## Given information
_ _ _ _ _

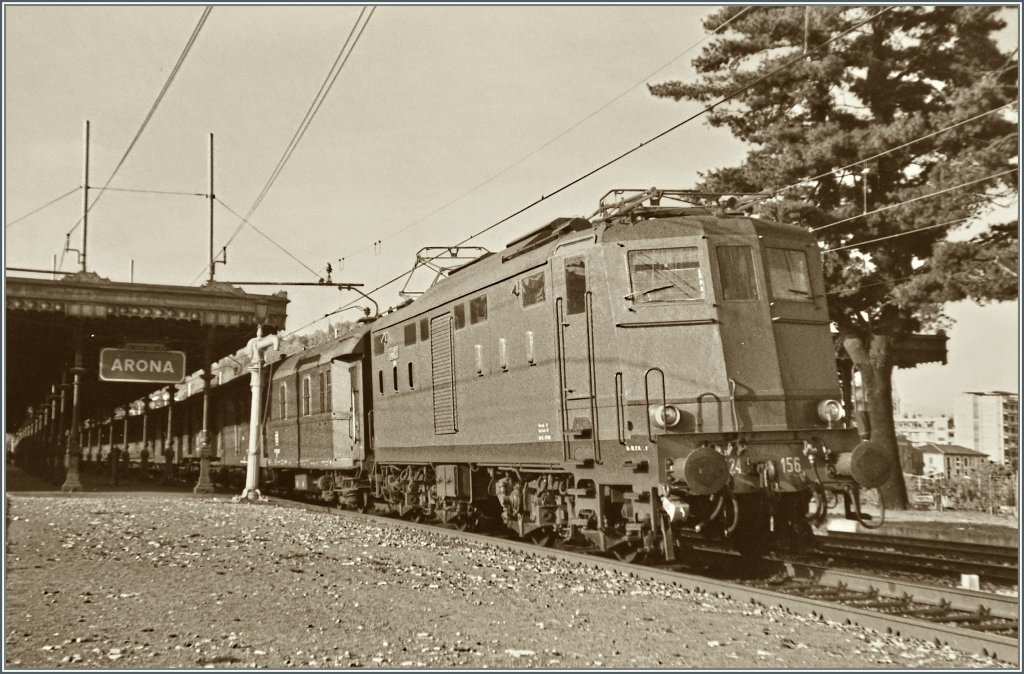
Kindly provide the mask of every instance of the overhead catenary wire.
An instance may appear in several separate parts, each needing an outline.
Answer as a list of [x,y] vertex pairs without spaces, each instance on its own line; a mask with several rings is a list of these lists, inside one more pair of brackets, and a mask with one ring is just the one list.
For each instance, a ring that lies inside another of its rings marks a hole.
[[868,239],[867,241],[860,241],[858,243],[850,243],[850,244],[847,244],[845,246],[836,246],[835,248],[826,248],[825,250],[823,250],[821,252],[822,252],[822,254],[825,254],[825,253],[835,253],[836,251],[847,250],[849,248],[860,248],[862,246],[867,246],[867,245],[870,245],[872,243],[878,243],[879,241],[887,241],[888,239],[895,239],[895,238],[898,238],[898,237],[901,237],[901,236],[907,236],[909,234],[914,234],[915,232],[923,232],[923,231],[925,231],[927,229],[937,229],[939,227],[950,227],[950,226],[956,225],[958,223],[966,222],[966,221],[970,220],[972,217],[974,217],[974,216],[968,215],[968,216],[964,216],[962,218],[956,218],[954,220],[947,220],[946,222],[940,222],[940,223],[938,223],[936,225],[928,225],[926,227],[915,227],[913,229],[908,229],[908,230],[904,230],[902,232],[897,232],[896,234],[889,234],[887,236],[880,236],[880,237],[875,238],[875,239]]
[[[292,134],[291,140],[288,141],[288,145],[285,147],[284,152],[282,153],[281,157],[277,160],[277,164],[275,164],[274,169],[270,172],[270,177],[267,179],[267,182],[263,185],[263,188],[260,190],[259,194],[253,200],[253,203],[249,207],[248,212],[246,212],[244,216],[238,215],[239,223],[235,227],[234,231],[231,232],[231,235],[228,237],[227,241],[223,244],[222,250],[227,248],[228,246],[231,245],[232,242],[234,242],[235,238],[238,236],[239,232],[242,231],[242,228],[245,225],[249,225],[250,227],[253,227],[253,229],[255,229],[251,222],[252,216],[256,213],[256,210],[263,203],[263,200],[266,198],[267,193],[270,192],[271,187],[273,187],[274,183],[277,181],[277,178],[281,175],[281,172],[284,171],[284,167],[287,165],[288,160],[291,159],[291,156],[295,152],[295,149],[302,141],[302,138],[306,135],[306,131],[309,129],[310,124],[312,124],[313,119],[316,117],[317,112],[319,112],[320,107],[324,103],[324,100],[326,100],[327,94],[330,93],[335,81],[337,81],[338,76],[341,74],[341,71],[344,69],[345,64],[348,62],[349,57],[355,50],[356,44],[358,44],[360,37],[362,37],[363,31],[366,30],[366,26],[369,24],[370,18],[372,18],[375,10],[376,7],[369,8],[369,13],[367,13],[366,7],[363,7],[360,10],[359,16],[356,17],[355,22],[352,24],[352,28],[349,30],[348,36],[345,38],[345,42],[342,44],[341,49],[338,50],[338,55],[335,57],[334,62],[331,64],[330,69],[327,71],[327,75],[326,77],[324,77],[324,81],[320,84],[319,90],[316,92],[316,95],[313,96],[312,102],[310,102],[309,107],[306,109],[306,113],[303,115],[302,121],[299,122],[299,126],[295,129],[295,132]],[[365,21],[363,21],[364,16],[366,17]],[[291,253],[289,253],[289,255],[291,255]],[[297,258],[294,258],[294,256],[292,257],[293,259],[296,259],[298,261]],[[316,276],[317,278],[321,278],[320,274],[317,273],[316,271],[313,271],[309,267],[309,265],[305,264],[304,262],[300,262],[300,264],[302,264],[302,266],[305,267],[306,269],[310,270],[314,276]],[[189,285],[199,280],[199,278],[205,273],[205,271],[205,268],[202,271],[200,271],[199,274],[197,274],[195,278],[193,278],[192,281],[190,281]]]
[[963,187],[969,187],[970,185],[976,185],[978,183],[985,182],[986,180],[992,180],[994,178],[999,178],[999,177],[1002,177],[1004,175],[1007,175],[1008,173],[1014,173],[1016,171],[1017,171],[1016,168],[1007,169],[1005,171],[1001,171],[999,173],[995,173],[995,174],[990,175],[990,176],[985,176],[984,178],[978,178],[977,180],[970,180],[970,181],[968,181],[966,183],[961,183],[959,185],[954,185],[953,187],[947,187],[945,189],[938,190],[936,192],[929,192],[928,194],[921,194],[921,195],[916,196],[916,197],[914,197],[912,199],[907,199],[905,201],[900,201],[900,202],[897,202],[895,204],[888,204],[887,206],[882,206],[881,208],[876,208],[873,211],[867,211],[866,213],[858,213],[857,215],[852,215],[852,216],[850,216],[848,218],[843,218],[842,220],[836,220],[835,222],[830,222],[827,225],[821,225],[820,227],[813,227],[811,229],[811,231],[812,232],[819,232],[819,231],[821,231],[823,229],[828,229],[829,227],[835,227],[836,225],[841,225],[844,222],[850,222],[851,220],[856,220],[858,218],[867,217],[869,215],[875,215],[876,213],[882,213],[884,211],[891,210],[891,209],[896,208],[898,206],[905,206],[907,204],[912,204],[912,203],[914,203],[916,201],[921,201],[922,199],[928,199],[930,197],[935,197],[935,196],[938,196],[940,194],[945,194],[947,192],[952,192],[953,190],[958,190],[958,189],[961,189]]
[[[690,53],[691,51],[693,51],[694,49],[699,47],[701,44],[706,42],[711,37],[714,37],[715,35],[720,33],[722,30],[724,30],[726,27],[728,27],[729,24],[731,24],[734,21],[736,21],[737,19],[739,19],[741,16],[746,14],[751,9],[752,9],[751,7],[744,7],[744,8],[742,8],[739,12],[737,12],[736,14],[734,14],[733,16],[729,17],[728,19],[723,21],[721,24],[719,24],[713,31],[711,31],[710,33],[705,34],[701,39],[697,40],[696,42],[691,44],[689,47],[687,47],[683,51],[681,51],[678,54],[676,54],[675,56],[673,56],[669,61],[667,61],[663,65],[659,66],[657,69],[651,71],[650,74],[648,74],[645,77],[643,77],[640,81],[630,85],[627,89],[624,89],[617,96],[615,96],[614,98],[610,99],[606,103],[602,104],[600,107],[598,107],[595,110],[593,110],[590,114],[588,114],[585,117],[583,117],[582,119],[579,119],[578,121],[574,122],[572,125],[570,125],[566,129],[562,130],[561,132],[559,132],[558,134],[556,134],[555,136],[553,136],[549,140],[545,141],[544,143],[542,143],[540,146],[538,146],[534,150],[528,152],[527,154],[524,154],[519,159],[515,160],[514,162],[512,162],[511,164],[509,164],[505,168],[501,169],[497,173],[495,173],[492,176],[490,176],[489,178],[487,178],[487,179],[477,183],[473,187],[469,188],[468,190],[466,190],[465,192],[459,194],[458,196],[452,198],[451,200],[446,201],[445,203],[443,203],[440,206],[438,206],[437,208],[433,209],[432,211],[430,211],[426,215],[423,215],[422,217],[417,218],[416,220],[408,223],[407,225],[404,225],[404,226],[396,229],[395,231],[387,234],[386,236],[383,237],[383,240],[387,241],[389,239],[393,239],[394,237],[398,236],[399,234],[401,234],[403,232],[406,232],[409,229],[412,229],[413,227],[415,227],[416,225],[424,222],[425,220],[427,220],[427,219],[437,215],[438,213],[440,213],[441,211],[445,210],[449,206],[451,206],[451,205],[453,205],[455,203],[458,203],[459,201],[461,201],[462,199],[466,198],[467,196],[469,196],[473,192],[476,192],[477,190],[479,190],[484,185],[488,185],[488,184],[494,182],[495,180],[497,180],[501,176],[505,175],[506,173],[508,173],[509,171],[514,169],[515,167],[517,167],[520,164],[522,164],[523,162],[525,162],[527,159],[530,159],[531,157],[533,157],[537,153],[539,153],[539,152],[543,151],[544,149],[546,149],[552,143],[560,140],[561,138],[563,138],[566,135],[568,135],[570,132],[574,131],[575,129],[577,129],[581,125],[583,125],[586,122],[588,122],[589,120],[593,119],[595,116],[597,116],[598,114],[600,114],[601,112],[603,112],[604,110],[609,108],[611,105],[613,105],[614,103],[616,103],[617,101],[622,99],[629,92],[633,91],[634,89],[636,89],[637,87],[641,86],[642,84],[645,84],[647,82],[647,80],[649,80],[650,78],[654,77],[655,75],[657,75],[662,70],[664,70],[668,66],[672,65],[673,63],[675,63],[676,61],[678,61],[682,57],[686,56],[688,53]],[[377,243],[379,243],[379,241]],[[358,255],[359,253],[362,253],[362,252],[365,252],[367,250],[370,250],[372,247],[374,247],[374,246],[373,245],[364,246],[363,248],[360,248],[358,250],[355,250],[355,251],[352,251],[350,253],[347,253],[347,255],[349,255],[349,256],[351,256],[351,255]]]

_ _ _ _ _

## About this exercise
Output the lines above exactly, but only those between the line holding "An instance may" and the line holding "Answer as a", inclusive.

## Output for this exercise
An instance may appear in several separate parts, each needing an outline.
Answer as a list of [x,y] vertex pairs without spaces, each instance on its own line; a mask with several rings is a list of these lists, inside one more pair of brackets, and a mask with one ring is just the one list.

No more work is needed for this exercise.